- 作業指示 a: 以下のエントリのうち、「Practice: put a marker on each instance of the blue」を含む行から始まり「Target: stone tower」を含む行で終わる範囲を、両端の行を含めてそのまま引用すること。画像は回答に含めないこと。

=== 本文 ===

投資は「余裕資金」で始めることが大事です。
 
まずは、病気になる、交通事故にあう、収入が減少するなど「まさかのとき」に備え、最低でも生活費の6ヶ月分を確保しておきましょう。また、子どもの入学費用や、近い将来マンションを購入するための頭金など、おおむね3年以内に使うお金も、投資に回さず、預貯金として確保しておきます。
 
こうして、投資には回してはいけないお金を除いた資金(余裕資金)が、投資に回すことのできるお金です。この余裕資金のうち、いくらをスタート時に投資するのか、考えてみることです。
 
なお、余裕資金がまったくなかったら、どうしたらよいのでしょうか。そういう人は「毎月の積立投資」を実践しましょう。その際、お金が残ったら投資に回すのではなく、先取で強制的に投資するようにするとよいでしょう。
 
では、どのくらいの金額を投資に回したらよいのでしょうか。
 
参考までに日本と米国の家計の金融資産構成を比べると、日本は現金・預金が約半分を、対する米国は株式・投資信託・債券等といった資産が約半分を占めています。その結果として、2000年から2021年末までの20年間で米国の家計金融資産が3.4倍になったのに対し、日本の金融資産は2.3倍にとどまっています。

=== 作業データ ===

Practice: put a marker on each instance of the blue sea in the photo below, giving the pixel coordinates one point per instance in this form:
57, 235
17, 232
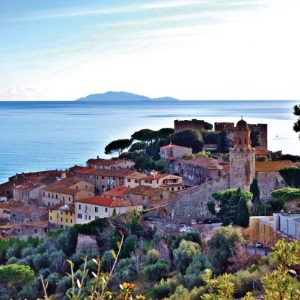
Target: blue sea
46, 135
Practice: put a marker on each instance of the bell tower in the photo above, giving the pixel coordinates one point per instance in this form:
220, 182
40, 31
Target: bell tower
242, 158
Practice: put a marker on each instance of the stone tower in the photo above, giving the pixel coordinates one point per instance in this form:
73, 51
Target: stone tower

===
=== 作業データ ===

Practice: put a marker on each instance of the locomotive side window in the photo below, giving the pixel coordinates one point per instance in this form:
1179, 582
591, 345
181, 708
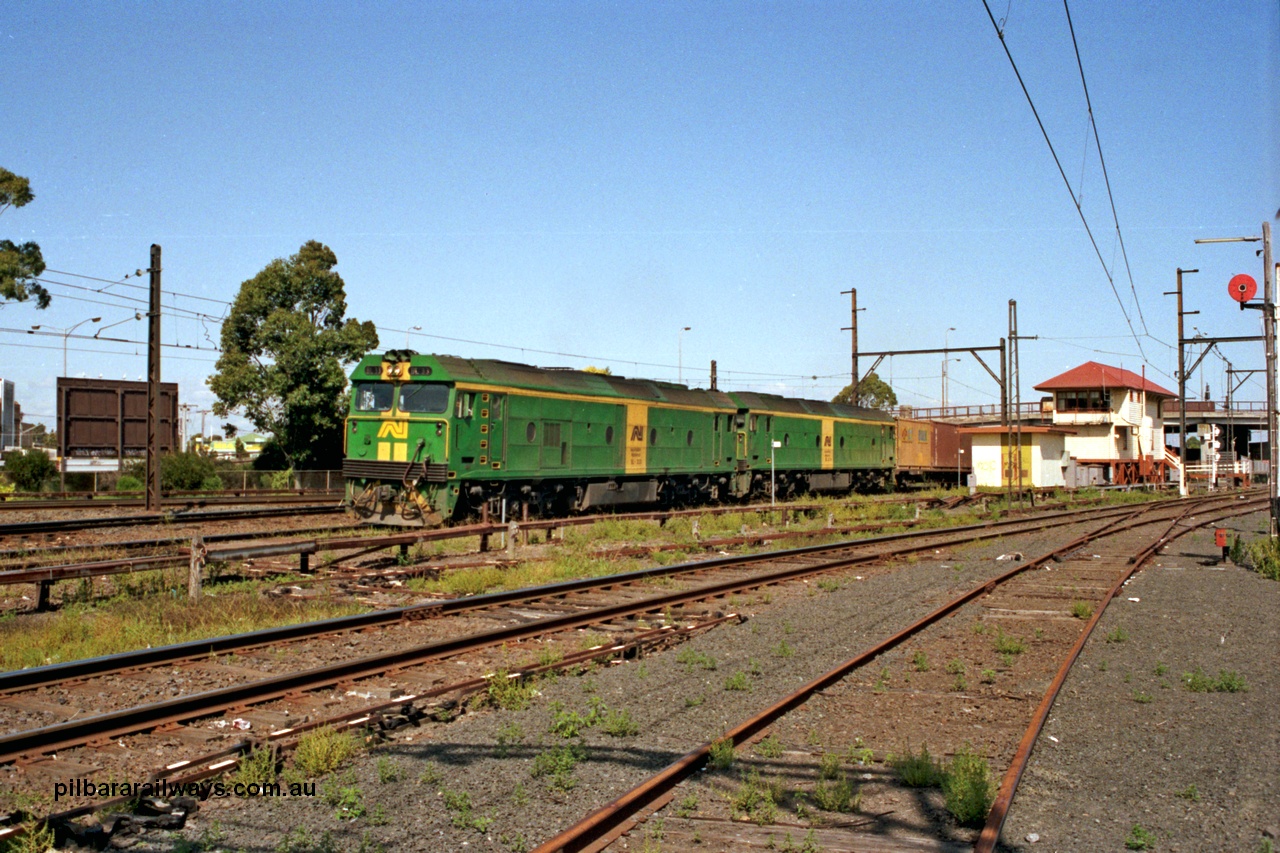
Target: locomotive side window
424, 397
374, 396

===

- 作業指示 b: 上記の本文について、「まずは、病気になる、交通事故」から始まり「2.3倍にとどまっています。」で終わる箇所を一字一句変えずに出力せよ。

- 回答 a:
Practice: put a marker on each instance of the blue sea in the photo below, giving the pixel coordinates one point per instance in this form:
57, 235
17, 232
Target: blue sea
46, 135
Practice: put a marker on each instance of the bell tower in the photo above, giving the pixel coordinates one point per instance in this form:
220, 182
40, 31
Target: bell tower
242, 158
Practice: put a marker on each instance of the stone tower in the photo above, giving the pixel coordinates one point per instance in this form:
73, 51
Target: stone tower

- 回答 b:
まずは、病気になる、交通事故にあう、収入が減少するなど「まさかのとき」に備え、最低でも生活費の6ヶ月分を確保しておきましょう。また、子どもの入学費用や、近い将来マンションを購入するための頭金など、おおむね3年以内に使うお金も、投資に回さず、預貯金として確保しておきます。
 
こうして、投資には回してはいけないお金を除いた資金(余裕資金)が、投資に回すことのできるお金です。この余裕資金のうち、いくらをスタート時に投資するのか、考えてみることです。
 
なお、余裕資金がまったくなかったら、どうしたらよいのでしょうか。そういう人は「毎月の積立投資」を実践しましょう。その際、お金が残ったら投資に回すのではなく、先取で強制的に投資するようにするとよいでしょう。
 
では、どのくらいの金額を投資に回したらよいのでしょうか。
 
参考までに日本と米国の家計の金融資産構成を比べると、日本は現金・預金が約半分を、対する米国は株式・投資信託・債券等といった資産が約半分を占めています。その結果として、2000年から2021年末までの20年間で米国の家計金融資産が3.4倍になったのに対し、日本の金融資産は2.3倍にとどまっています。